Problem to solve: Write out the records word for word, with no pictures.

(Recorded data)

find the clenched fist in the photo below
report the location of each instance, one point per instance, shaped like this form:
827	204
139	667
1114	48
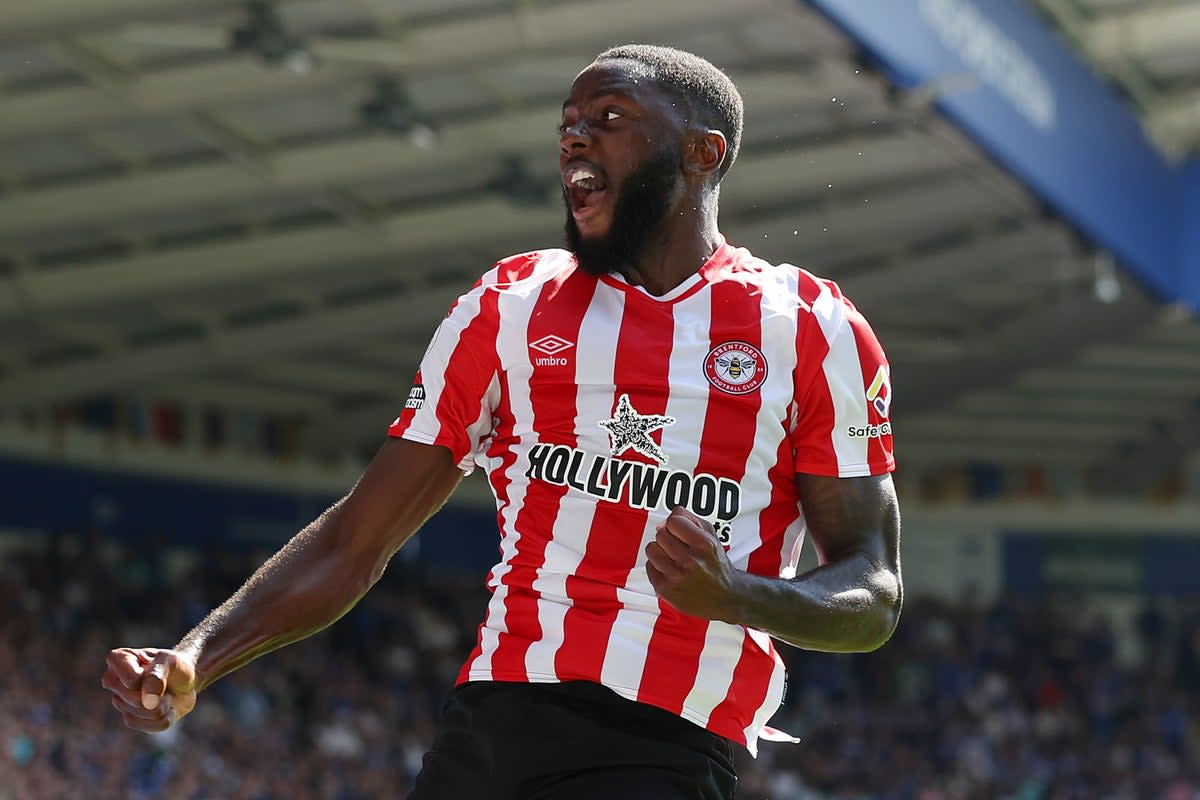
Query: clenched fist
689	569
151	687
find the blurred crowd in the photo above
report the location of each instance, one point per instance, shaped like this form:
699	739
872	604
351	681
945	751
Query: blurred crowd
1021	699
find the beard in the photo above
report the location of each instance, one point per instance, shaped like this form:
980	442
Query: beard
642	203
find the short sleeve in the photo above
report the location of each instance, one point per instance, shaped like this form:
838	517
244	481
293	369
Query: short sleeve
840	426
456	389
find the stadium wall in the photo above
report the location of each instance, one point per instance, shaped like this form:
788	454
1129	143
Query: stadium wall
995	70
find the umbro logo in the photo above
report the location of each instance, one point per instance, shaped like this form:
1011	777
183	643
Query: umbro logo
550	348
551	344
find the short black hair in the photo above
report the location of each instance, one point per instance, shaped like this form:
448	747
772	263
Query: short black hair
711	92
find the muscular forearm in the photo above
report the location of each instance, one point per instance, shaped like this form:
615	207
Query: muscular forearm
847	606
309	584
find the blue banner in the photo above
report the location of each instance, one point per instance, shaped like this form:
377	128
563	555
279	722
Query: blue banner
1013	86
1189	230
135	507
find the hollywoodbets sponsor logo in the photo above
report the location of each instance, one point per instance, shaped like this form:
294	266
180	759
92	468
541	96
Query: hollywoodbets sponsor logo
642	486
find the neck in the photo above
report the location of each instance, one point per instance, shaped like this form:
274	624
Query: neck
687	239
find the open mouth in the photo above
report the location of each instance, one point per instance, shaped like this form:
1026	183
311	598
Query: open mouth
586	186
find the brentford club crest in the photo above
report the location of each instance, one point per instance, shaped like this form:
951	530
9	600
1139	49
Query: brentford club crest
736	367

Solution below:
find the clenched fist in the photo below
report the location of each instance, one point per instance, shaped like this form:
827	204
139	667
1114	48
Query: clenched fist
689	569
151	687
find the blurred crowd in the photo above
report the location of each instance, one point per instance, shaped like this form:
699	739
872	604
351	681
945	751
Query: blurred crowd
1021	699
find the beard in the photo above
report the location of each instance, one point per instance, shaped like this form:
980	442
Query: beard
642	203
find the short sleeve in the photo above
report the location of each instance, one point per instance, shaped like this form:
838	517
244	481
293	369
Query: short sleeve
840	426
456	389
find the stadium wall in the photo above
report the location of each instance, one point per instance, shaped like this form:
788	454
1129	143
Query: stadium wall
995	70
find the umbro logo in the photo above
report the location of each instance, one point per instance, shaped like this form:
1011	777
183	643
Query: umbro logo
550	348
551	344
find the short black hair in the photo above
report the location of each instance, one point per instance, shaped like this form:
448	747
772	263
Query: short black hair
711	92
find the muscular forearm in the photo above
report the location of each instance, one point per instance, shaped like this form:
615	207
Query: muscular forearm
847	606
309	584
find the blue banner in the photo above
report the location of each instance, one point per instance, shaped like this form:
377	128
563	555
279	722
Query: blue banner
1013	86
1189	230
135	507
find the hollywoodbets sponsor logo in the photo above
report the location of each instance, one point per instance, shaped like this form:
294	266
180	759
92	468
541	96
Query: hollywoodbets sponsor logo
642	486
find the neck in the photo above
report the location of each instance, one point per instance, shaped like this form:
274	624
Query: neck
687	239
find the open mouth in the photo above
report the location of each instance, one point per instance, shaped like this form:
1026	183
311	598
Query: open mouth
586	186
find the brentford club crest in the photo above
report the location of each instance, one point per instance, shaped like this form:
951	530
9	600
1139	49
Query: brentford club crest
736	367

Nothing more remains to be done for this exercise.